### [Passage shown]
Identifying the next big star is undoubtedly more fun, but as any fantasy owner can tell you, steering clear of the players whose performances will disappoint may be even more critical to a successful season.

Editor's note: For even more draft prep, visit our awesome 2017 fantasy baseball rankings dashboard. It has lots of in-depth staff rankings and draft strategy columns. You will find tiered rankings for every position, 2017 impact rookie rankings, AL/NL only league ranks and lots more. Bookmark the page, and win your drafts.


Second Base Bust Candidates

Trea Turner, Washington Nationals (ADP: 10)

I see you over there sharpening those pitchforks! Hear me out. Turner was amazing as a rookie last year. That is irrefutable. The hype here is easily understood. Even factoring in the likely regression in homers and the certain BABIP decline, Turner's a good bet to hit for average and steal a lot of bases, with double-digit pop and plenty of runs. That's excellent, especially for a guy who will be eligible at both middle infield positions and the outfield.

But! One half-season, no matter how transcendent, isn't enough for me to rubber stamp a guy as a first-round pick. Don’t be so quick to forget the lessons we should have learned from Carlos Correa last year, or Brett Lawrie back in the day: Ignore downside risk at your own peril with high-priced youngsters.


Brian Dozier, Minnesota Twins (ADP: 36)

Dozier was nearly a Dodger, but the Twins held out for more than Jose De Leon and L.A. called their bluff. He struggled early last season before playing out of his mind in the second half. He wound up finishing the season with 42 home runs, nearly as many as he’d hit in the previous two seasons combined. Dozier also hit .268, easily a career best.

There is evidence of a change in approach here. Dozier, as he has every season of his MLB career, increased his fly ball rate. Unfortunately, his infield fly rates also increased every year – until 2016, when he cut them to a career low. Dozier also added several points to his hard contact rate. Still, a repeat seems unlikely. Owners would do well to recall the floor we saw from Dozier and not simply the ceiling. Through the end of May, Dozier was hitting .202/.294/.329 with five homers and three steals.


Jean Segura, Seattle Mariners (ADP: 54)

After dazzling in the first half of his rookie season in 2013, Segura was one of the worst hitters in baseball for the next two and a half years. So naturally, last year he set career highs in batting average (.319), OPS (.867), home runs (20), and runs scored (102) while also stealing 33 bases.

Though Safeco Field doesn’t play as pitcher-friendly as it used to, it’s still not Chase Field. Segura did the bulk of his damage there and at Coors, hitting 40 points higher at those two parks than anywhere else, and 13 of his 20 home runs. It’s also worth noting that the Mariners as a team only stole 56 bases last year. With Segura and Jarrod Dyson, they have the personnel to increase that total quite a bit, but it remains to be seen how often Seattle will run.

### [What to work on]
According to the bust candidates passage, how many home runs did Brian Dozier finish the season with? Rely only on the bust candidates passage.

### [Records supplied]

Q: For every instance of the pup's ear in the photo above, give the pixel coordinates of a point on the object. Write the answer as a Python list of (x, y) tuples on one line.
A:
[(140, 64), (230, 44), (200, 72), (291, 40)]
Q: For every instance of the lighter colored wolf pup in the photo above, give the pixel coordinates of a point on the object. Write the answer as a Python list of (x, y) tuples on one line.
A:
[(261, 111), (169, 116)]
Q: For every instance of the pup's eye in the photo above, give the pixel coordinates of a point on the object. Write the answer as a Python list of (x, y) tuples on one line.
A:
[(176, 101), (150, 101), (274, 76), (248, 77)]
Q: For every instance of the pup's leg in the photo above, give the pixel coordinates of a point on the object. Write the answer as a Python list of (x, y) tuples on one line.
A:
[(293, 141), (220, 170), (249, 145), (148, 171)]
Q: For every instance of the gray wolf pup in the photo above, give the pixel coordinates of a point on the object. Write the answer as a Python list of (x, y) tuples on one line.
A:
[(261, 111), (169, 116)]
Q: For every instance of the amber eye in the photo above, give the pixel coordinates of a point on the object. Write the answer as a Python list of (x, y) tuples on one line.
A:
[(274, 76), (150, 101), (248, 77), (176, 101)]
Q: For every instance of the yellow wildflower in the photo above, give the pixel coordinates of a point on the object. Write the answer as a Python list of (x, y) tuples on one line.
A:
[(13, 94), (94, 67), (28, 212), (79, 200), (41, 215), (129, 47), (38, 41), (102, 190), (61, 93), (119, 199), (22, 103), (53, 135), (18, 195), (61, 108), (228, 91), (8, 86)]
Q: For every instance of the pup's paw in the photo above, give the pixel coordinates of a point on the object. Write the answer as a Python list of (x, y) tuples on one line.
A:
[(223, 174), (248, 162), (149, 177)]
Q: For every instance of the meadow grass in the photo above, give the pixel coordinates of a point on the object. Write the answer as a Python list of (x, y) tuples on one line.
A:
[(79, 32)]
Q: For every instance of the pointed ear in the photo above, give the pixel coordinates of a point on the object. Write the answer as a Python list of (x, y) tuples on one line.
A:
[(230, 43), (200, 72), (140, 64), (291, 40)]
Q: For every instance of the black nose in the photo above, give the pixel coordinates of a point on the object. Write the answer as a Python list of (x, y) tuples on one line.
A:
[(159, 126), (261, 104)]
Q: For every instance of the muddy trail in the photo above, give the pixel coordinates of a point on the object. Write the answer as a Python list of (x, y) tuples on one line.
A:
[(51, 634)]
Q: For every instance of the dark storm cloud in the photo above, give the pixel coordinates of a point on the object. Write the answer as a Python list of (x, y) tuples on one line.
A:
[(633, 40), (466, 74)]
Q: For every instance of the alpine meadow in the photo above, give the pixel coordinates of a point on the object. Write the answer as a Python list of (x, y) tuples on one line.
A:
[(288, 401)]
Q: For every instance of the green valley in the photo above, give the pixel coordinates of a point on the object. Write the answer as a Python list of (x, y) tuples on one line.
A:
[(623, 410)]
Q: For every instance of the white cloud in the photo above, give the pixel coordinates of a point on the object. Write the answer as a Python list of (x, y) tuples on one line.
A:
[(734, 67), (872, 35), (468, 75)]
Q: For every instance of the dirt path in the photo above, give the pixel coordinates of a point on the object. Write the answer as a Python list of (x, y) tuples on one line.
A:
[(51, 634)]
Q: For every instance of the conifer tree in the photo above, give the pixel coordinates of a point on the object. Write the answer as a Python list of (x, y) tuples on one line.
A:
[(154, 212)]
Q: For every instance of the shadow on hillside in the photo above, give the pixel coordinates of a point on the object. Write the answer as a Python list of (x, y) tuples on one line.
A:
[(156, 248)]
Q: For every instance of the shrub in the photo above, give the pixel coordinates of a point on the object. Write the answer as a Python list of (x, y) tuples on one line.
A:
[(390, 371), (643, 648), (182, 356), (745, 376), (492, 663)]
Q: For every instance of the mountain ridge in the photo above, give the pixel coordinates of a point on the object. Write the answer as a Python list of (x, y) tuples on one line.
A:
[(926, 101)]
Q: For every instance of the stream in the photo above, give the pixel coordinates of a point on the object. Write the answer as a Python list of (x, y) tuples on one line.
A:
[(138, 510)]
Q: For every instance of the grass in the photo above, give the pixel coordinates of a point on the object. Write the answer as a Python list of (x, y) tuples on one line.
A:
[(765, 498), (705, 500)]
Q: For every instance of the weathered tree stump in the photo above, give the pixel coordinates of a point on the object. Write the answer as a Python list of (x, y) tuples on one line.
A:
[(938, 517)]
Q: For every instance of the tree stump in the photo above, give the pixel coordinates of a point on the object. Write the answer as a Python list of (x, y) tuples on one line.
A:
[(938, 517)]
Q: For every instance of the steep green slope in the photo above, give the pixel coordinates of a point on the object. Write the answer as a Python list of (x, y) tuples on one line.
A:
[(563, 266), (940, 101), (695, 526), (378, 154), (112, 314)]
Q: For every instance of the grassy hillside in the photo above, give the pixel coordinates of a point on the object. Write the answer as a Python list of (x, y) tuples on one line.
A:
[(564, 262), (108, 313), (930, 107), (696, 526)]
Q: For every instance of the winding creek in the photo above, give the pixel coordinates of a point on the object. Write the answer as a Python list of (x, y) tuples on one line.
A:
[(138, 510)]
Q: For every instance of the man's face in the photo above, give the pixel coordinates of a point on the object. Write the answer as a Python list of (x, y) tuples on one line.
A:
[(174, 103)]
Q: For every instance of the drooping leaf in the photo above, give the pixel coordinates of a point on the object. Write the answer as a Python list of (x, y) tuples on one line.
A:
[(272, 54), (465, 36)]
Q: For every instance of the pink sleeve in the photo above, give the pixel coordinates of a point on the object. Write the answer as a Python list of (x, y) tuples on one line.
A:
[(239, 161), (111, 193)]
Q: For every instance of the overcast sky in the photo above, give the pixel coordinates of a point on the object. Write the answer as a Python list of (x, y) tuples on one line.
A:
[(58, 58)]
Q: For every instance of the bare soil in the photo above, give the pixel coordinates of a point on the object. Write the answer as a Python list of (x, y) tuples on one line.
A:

### [Output below]
42 home runs.